Short task >> Exactly reproduce the lines from the line containing "target: cypress tree" to the end of the data below, inclusive, and nothing else.

Given entries >>

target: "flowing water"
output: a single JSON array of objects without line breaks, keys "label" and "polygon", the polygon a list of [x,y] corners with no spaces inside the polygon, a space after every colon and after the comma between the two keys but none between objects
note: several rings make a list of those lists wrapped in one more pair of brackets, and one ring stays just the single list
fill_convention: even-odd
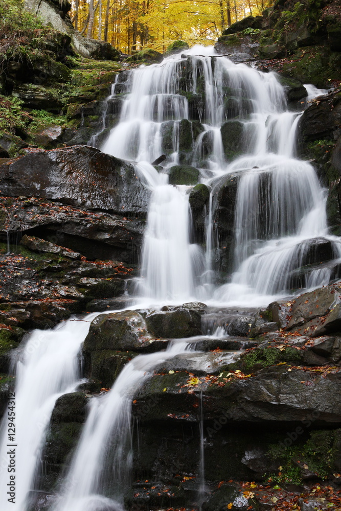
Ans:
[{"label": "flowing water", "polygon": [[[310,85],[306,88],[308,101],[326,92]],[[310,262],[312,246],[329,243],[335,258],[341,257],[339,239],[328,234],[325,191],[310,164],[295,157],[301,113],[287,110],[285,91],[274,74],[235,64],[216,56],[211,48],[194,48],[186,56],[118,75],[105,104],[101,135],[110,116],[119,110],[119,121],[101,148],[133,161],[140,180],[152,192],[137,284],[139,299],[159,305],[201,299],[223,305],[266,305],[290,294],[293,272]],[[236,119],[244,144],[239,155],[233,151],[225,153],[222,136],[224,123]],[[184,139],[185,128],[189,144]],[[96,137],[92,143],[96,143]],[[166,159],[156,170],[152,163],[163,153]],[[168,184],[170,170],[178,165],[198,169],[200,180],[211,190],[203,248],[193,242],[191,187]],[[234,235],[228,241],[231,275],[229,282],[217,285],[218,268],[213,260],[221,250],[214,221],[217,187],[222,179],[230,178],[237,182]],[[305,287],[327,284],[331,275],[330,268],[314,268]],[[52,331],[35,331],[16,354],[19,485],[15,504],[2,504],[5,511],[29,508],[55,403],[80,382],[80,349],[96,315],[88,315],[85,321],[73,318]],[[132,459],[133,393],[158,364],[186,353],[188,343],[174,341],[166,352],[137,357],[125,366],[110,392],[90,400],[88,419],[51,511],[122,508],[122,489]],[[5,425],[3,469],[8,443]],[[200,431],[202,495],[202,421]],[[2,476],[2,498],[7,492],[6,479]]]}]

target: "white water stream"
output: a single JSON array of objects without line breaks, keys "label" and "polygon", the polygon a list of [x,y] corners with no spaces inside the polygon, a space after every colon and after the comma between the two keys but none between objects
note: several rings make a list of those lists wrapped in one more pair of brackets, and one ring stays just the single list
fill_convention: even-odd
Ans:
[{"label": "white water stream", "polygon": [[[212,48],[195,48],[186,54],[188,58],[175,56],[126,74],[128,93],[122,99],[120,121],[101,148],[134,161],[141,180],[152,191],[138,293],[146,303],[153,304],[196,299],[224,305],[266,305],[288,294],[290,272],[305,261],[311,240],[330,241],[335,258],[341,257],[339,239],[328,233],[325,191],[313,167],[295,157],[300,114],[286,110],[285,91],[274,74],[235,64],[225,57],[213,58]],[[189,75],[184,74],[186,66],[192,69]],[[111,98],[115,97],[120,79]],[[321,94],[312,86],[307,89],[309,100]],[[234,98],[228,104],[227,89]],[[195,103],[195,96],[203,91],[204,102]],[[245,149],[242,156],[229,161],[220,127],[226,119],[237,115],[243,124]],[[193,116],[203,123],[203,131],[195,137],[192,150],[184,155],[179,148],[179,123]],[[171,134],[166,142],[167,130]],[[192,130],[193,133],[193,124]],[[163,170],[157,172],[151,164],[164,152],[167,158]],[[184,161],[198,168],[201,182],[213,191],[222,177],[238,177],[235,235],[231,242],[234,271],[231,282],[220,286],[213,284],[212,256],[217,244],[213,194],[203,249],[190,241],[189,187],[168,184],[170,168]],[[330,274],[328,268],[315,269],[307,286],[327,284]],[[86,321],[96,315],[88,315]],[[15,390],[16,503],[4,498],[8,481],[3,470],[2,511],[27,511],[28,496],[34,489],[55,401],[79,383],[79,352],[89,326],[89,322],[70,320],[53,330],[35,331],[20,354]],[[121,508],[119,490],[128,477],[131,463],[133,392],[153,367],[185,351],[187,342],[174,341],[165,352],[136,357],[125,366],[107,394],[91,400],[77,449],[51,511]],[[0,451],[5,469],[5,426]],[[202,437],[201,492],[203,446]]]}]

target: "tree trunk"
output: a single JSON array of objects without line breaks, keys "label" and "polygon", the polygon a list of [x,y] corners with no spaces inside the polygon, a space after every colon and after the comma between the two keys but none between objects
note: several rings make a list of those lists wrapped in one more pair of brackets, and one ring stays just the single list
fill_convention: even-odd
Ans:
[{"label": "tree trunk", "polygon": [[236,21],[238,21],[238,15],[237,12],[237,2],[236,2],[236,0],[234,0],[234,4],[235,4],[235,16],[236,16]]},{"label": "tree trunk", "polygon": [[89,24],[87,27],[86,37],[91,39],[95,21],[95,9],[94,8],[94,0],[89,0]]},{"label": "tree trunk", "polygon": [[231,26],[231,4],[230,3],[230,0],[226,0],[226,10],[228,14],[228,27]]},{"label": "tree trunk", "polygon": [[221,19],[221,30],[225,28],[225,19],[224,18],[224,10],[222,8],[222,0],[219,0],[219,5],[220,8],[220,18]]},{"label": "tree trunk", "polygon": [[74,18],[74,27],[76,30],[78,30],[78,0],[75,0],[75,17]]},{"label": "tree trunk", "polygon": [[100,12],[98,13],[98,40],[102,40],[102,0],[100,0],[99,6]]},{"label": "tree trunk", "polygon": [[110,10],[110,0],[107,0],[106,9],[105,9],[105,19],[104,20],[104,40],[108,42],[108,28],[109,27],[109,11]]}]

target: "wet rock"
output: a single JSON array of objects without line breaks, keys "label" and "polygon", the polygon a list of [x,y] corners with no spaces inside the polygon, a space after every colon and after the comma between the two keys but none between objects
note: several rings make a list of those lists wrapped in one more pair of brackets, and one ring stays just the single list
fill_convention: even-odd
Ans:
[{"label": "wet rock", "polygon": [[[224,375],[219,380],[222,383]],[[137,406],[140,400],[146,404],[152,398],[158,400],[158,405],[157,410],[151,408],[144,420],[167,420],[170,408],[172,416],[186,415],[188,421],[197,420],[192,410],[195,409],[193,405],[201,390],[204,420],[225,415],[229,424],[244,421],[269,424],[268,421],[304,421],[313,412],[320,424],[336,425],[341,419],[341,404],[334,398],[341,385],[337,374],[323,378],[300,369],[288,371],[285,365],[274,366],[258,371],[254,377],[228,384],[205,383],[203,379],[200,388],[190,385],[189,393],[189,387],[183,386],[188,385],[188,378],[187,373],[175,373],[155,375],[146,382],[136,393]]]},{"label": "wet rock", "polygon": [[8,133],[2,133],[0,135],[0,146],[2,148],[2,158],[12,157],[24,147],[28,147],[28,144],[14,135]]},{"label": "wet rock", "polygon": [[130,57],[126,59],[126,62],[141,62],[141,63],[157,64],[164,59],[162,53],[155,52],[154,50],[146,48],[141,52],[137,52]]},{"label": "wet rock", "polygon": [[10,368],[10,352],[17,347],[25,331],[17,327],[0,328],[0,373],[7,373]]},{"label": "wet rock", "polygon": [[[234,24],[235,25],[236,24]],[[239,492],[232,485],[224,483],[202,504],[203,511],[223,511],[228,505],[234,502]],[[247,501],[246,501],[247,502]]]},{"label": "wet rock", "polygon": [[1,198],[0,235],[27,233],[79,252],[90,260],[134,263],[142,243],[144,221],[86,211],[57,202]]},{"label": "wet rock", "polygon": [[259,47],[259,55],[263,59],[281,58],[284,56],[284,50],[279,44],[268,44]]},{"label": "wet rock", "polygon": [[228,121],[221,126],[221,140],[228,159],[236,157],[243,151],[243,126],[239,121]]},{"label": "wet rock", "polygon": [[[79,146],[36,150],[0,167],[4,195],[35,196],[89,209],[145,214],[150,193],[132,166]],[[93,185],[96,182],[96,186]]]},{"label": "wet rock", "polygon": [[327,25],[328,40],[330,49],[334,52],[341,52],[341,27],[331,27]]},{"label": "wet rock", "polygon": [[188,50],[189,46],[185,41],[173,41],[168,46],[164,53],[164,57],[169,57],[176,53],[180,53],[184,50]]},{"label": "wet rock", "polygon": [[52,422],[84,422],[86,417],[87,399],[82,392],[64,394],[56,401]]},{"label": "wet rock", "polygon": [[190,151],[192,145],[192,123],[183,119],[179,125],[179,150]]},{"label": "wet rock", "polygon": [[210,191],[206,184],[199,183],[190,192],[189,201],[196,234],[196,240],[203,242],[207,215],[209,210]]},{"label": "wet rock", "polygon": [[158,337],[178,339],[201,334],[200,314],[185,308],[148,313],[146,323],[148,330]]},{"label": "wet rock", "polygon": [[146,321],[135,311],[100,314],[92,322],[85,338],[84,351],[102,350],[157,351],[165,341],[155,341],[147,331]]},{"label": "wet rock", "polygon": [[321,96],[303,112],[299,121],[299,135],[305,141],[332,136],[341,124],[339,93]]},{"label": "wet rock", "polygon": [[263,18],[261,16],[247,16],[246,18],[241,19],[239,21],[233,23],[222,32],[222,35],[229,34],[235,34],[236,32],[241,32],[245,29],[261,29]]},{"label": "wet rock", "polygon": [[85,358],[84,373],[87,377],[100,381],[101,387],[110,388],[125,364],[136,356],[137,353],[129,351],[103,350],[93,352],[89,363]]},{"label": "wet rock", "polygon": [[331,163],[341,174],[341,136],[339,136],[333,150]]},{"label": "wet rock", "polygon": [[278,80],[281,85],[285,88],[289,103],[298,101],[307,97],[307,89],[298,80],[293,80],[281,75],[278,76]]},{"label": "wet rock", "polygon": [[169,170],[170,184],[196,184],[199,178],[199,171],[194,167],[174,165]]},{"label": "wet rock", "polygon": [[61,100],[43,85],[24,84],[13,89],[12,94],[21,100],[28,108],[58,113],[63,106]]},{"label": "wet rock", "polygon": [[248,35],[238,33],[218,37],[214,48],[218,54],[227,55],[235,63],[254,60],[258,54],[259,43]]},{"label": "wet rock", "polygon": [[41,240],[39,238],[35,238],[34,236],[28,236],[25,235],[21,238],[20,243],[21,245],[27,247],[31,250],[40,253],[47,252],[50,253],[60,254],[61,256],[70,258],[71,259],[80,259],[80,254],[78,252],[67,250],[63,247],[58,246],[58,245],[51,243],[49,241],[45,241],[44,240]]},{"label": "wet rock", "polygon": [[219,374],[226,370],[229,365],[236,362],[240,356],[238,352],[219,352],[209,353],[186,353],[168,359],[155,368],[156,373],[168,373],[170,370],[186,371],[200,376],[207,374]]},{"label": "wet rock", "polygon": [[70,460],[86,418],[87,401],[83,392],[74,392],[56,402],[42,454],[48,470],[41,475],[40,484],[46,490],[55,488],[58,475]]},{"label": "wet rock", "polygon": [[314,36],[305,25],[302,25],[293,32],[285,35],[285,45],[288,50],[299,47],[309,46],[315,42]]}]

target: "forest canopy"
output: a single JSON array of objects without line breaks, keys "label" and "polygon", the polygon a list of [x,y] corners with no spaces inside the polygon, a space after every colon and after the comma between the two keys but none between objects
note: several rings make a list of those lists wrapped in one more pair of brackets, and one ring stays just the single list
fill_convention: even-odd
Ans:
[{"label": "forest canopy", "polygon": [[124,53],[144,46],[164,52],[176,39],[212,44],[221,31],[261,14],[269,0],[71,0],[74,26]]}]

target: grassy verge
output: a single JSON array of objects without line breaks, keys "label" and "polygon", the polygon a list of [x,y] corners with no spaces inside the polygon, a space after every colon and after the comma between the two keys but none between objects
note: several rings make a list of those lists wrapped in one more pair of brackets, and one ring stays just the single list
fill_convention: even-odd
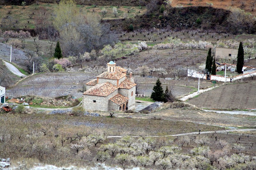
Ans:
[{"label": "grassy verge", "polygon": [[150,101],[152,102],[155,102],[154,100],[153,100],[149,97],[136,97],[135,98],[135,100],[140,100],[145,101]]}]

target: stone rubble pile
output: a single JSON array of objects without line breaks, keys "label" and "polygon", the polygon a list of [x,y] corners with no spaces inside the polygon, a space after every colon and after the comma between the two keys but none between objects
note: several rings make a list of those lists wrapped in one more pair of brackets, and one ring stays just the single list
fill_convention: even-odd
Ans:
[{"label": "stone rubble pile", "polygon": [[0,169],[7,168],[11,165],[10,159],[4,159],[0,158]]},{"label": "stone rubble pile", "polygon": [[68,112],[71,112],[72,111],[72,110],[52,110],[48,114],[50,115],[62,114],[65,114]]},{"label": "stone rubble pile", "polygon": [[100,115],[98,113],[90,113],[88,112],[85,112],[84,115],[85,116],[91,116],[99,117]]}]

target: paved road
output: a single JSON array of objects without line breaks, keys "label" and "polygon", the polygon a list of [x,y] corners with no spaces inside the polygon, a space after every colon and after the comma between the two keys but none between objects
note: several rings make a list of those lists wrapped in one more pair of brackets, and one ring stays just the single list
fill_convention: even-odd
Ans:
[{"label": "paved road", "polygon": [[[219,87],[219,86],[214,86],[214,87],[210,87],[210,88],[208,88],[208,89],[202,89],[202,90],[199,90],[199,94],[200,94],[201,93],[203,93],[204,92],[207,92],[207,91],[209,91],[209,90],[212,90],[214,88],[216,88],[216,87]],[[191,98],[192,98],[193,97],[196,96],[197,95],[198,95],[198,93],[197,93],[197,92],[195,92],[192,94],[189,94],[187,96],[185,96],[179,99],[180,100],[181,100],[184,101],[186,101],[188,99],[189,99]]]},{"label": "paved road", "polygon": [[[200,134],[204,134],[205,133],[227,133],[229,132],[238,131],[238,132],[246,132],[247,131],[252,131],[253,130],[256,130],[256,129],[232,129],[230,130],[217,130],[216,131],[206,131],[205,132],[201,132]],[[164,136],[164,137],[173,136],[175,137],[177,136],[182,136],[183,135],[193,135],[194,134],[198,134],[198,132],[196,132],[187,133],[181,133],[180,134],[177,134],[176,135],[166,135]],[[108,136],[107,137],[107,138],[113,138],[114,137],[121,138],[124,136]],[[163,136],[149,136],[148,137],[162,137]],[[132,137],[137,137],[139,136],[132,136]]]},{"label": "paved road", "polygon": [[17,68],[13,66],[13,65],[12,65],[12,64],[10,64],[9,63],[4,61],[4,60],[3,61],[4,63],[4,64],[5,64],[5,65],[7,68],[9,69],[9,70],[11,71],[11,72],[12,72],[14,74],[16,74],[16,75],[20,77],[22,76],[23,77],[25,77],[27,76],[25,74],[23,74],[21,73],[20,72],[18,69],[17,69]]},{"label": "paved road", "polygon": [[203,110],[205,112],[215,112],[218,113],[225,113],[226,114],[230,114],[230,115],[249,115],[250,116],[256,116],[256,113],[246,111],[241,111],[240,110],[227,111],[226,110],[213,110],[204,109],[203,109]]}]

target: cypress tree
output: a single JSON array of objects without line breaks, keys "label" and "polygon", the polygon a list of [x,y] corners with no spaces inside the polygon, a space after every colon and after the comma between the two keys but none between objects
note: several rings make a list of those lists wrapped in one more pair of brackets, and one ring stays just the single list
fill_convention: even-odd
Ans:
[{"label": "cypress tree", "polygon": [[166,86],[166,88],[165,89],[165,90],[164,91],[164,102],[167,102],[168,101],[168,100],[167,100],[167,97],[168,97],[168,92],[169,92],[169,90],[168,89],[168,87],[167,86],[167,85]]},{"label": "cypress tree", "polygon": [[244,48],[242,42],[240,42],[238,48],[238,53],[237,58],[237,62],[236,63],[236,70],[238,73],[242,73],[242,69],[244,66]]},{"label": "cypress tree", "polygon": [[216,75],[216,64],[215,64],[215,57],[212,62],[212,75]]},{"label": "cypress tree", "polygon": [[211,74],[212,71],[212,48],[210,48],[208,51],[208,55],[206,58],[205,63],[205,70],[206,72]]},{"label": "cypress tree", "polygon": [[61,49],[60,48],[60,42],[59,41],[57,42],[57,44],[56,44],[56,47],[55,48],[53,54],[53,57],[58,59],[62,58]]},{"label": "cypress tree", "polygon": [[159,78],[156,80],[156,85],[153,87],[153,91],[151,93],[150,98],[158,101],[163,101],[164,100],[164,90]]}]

Exercise response >>
target: cypress tree
output: a single JSON array of objects without line breaks, keys "label" and "polygon", the polygon a list of [x,y] corners with no spaces inside the polygon, a space after every colon and after the comma between the two keys but none between objects
note: several rings make a list of those lists wrapped in one more pair of brackets, and one ring stays just the single list
fill_convention: even-odd
Ans:
[{"label": "cypress tree", "polygon": [[166,86],[166,88],[165,89],[165,90],[164,91],[164,102],[167,102],[168,101],[168,100],[167,100],[167,97],[168,97],[168,92],[169,92],[169,90],[168,89],[168,87],[167,86],[167,85]]},{"label": "cypress tree", "polygon": [[244,48],[242,42],[240,42],[238,48],[238,53],[237,58],[237,62],[236,63],[236,70],[238,73],[242,73],[242,69],[244,66]]},{"label": "cypress tree", "polygon": [[216,75],[216,64],[215,64],[215,57],[212,62],[212,75]]},{"label": "cypress tree", "polygon": [[211,74],[212,71],[212,48],[210,48],[208,51],[208,55],[206,58],[205,63],[205,70],[206,72]]},{"label": "cypress tree", "polygon": [[61,49],[60,48],[60,42],[59,41],[57,42],[57,44],[56,44],[56,47],[55,48],[53,54],[53,57],[58,59],[62,58]]},{"label": "cypress tree", "polygon": [[159,78],[156,80],[156,85],[153,87],[153,91],[151,93],[150,98],[158,101],[163,101],[164,100],[164,90]]}]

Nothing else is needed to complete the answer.